BEGIN Text segment
BETWEEN MALCOLM GRANT HOLLIS and RICHARD JOHN NACEY Applicants

Case

[2024] NZHC 2759

24 September 2024

No judgment structure available for this case.

IN THE HIGH COURT OF NEW ZEALAND CHRISTCHURCH REGISTRY

I TE KŌTI MATUA O AOTEAROA ŌTAUTAHI ROHE

CIV-2024-409-000493

[2024] NZHC 2759

BETWEEN

MALCOLM GRANT HOLLIS and RICHARD JOHN NACEY

Applicants

Hearing: On the papers

Appearances:

C T Jolliffe for Applicants

Judgment:

24 September 2024


JUDGMENT OF DUNNINGHAM J


This judgment was delivered by me on 24 September 2024 at 11 am, pursuant to r 11.5 of the High Court Rules

Registrar/Deputy Registrar Date:

HOLLIS AND NACEY [2024] NZHC 2759 [24 September 2024]

The application

[1]                 The applicants, Malcolm Grant Hollis and Richard John Nacey (the administrators), apply for orders:

(a)granting permission to proceed on a without notice basis; and

(b)extending the timeframe by which the administrators must convene the watershed meeting for Sustainable Foods Ltd (Administrator Appointed) pursuant to s 239AT(3) of the Companies Act 1993 (the Act) to 22 November 2024.

[2]                 The administrators also seek the following ancillary orders to the order extending the timeframe for a watershed meeting:

(a)that within five working days of the order being granted, the administrators must email a copy of the order to each known creditor’s email address;

(b)granting leave to any creditor or employee to apply to modify the orders made under the application, provided such party gives sufficient written notice of its application to the administrators for modification;

(c)that costs and disbursements of this application be paid out of assets of the company; and

(d)that the administrators are granted leave to apply for further orders if required.
END Text segment
BEGIN Data excerpt
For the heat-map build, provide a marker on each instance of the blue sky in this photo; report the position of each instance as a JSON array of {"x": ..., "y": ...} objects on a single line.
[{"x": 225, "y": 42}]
END Data excerpt
What the task requires
Write out the court judgment word for word between "(a)granting permission to" and "22 November 2024.", inclusive. The data above were drawn from a separate source.

Response
(a)granting permission to proceed on a without notice basis; and

(b)extending the timeframe by which the administrators must convene the watershed meeting for Sustainable Foods Ltd (Administrator Appointed) pursuant to s 239AT(3) of the Companies Act 1993 (the Act) to 22 November 2024.